== 本文
FACTFULNESS (ファクトフルネス)
ハンス・ロスリング オーラ・ロスリング アンナ・ロスリング・ロンランド
上杉 周作(訳) 関 美和(訳)
貧困は解消されていない、あいかわらず世界中で多くの子どもたちが栄養失調で苦しみ、若くして命を落としている……。
そんなのはすべて間違いだ、世の中はまちがいなく良くなっているのだ、と多くの証拠を挙げて主張するのが『FACTFULNESS』だ。
話題になっているのは知っていた。
おもしろそうな本だとおもっていた。
でもぼくの「流行りものには手を出したくない」という悪い癖が顔を出し、「そのうち読もう」と放置していた。
ところが、訳者の一人である上杉周作氏が書いたnote( 『ファクトフルネス』批判と知的誠実さ: 7万字の脚注が、たくさん読まれることはないけれど )を読み、
「こんなに知的誠実さを持った人の訳した本がおもしろくないわけがない! すぐ買ってお金を落とさねば!」
という謎の使命感に駆られ、購入した。
やはり話題になっているだけあって、おもしろかった。
中盤以降は同じようなことのくりかえしでやや退屈だったが前半はめっぽうおもしろかった。
誤った"常識"を正してくれる良書であることはまちがいない。
翻訳もいいし、ぜひ多くの人に読んでもらいたい。
まずは、上記上杉氏が作成した チンパンジークイズ をやってみてほしい。
====
取り組む課題: 『FACTFULNESS』の書評のうち、「FACTFULNESS (ファクトフルネス)」から「半はめっぽうおもしろかった。」まで（「半はめっぽうおもしろかった。」も含む）を一字も変えずに書き写す。
== データ
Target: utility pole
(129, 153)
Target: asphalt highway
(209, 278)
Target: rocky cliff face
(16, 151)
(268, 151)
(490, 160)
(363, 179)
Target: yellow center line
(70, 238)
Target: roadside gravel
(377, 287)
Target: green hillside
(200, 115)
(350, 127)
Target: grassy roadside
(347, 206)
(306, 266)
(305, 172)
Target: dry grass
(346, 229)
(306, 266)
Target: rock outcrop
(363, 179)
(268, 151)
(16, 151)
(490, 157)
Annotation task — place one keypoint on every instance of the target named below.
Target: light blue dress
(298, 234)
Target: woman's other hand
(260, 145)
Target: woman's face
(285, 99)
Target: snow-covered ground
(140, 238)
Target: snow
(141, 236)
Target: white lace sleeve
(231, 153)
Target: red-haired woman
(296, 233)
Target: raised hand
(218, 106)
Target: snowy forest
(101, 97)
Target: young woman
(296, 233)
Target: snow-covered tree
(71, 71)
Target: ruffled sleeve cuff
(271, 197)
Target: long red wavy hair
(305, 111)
====
この課題の解答:
FACTFULNESS (ファクトフルネス)
ハンス・ロスリング オーラ・ロスリング アンナ・ロスリング・ロンランド
上杉 周作(訳) 関 美和(訳)
貧困は解消されていない、あいかわらず世界中で多くの子どもたちが栄養失調で苦しみ、若くして命を落としている……。
そんなのはすべて間違いだ、世の中はまちがいなく良くなっているのだ、と多くの証拠を挙げて主張するのが『FACTFULNESS』だ。
話題になっているのは知っていた。
おもしろそうな本だとおもっていた。
でもぼくの「流行りものには手を出したくない」という悪い癖が顔を出し、「そのうち読もう」と放置していた。
ところが、訳者の一人である上杉周作氏が書いたnote( 『ファクトフルネス』批判と知的誠実さ: 7万字の脚注が、たくさん読まれることはないけれど )を読み、
「こんなに知的誠実さを持った人の訳した本がおもしろくないわけがない! すぐ買ってお金を落とさねば!」
という謎の使命感に駆られ、購入した。
やはり話題になっているだけあって、おもしろかった。
中盤以降は同じようなことのくりかえしでやや退屈だったが前半はめっぽうおもしろかった。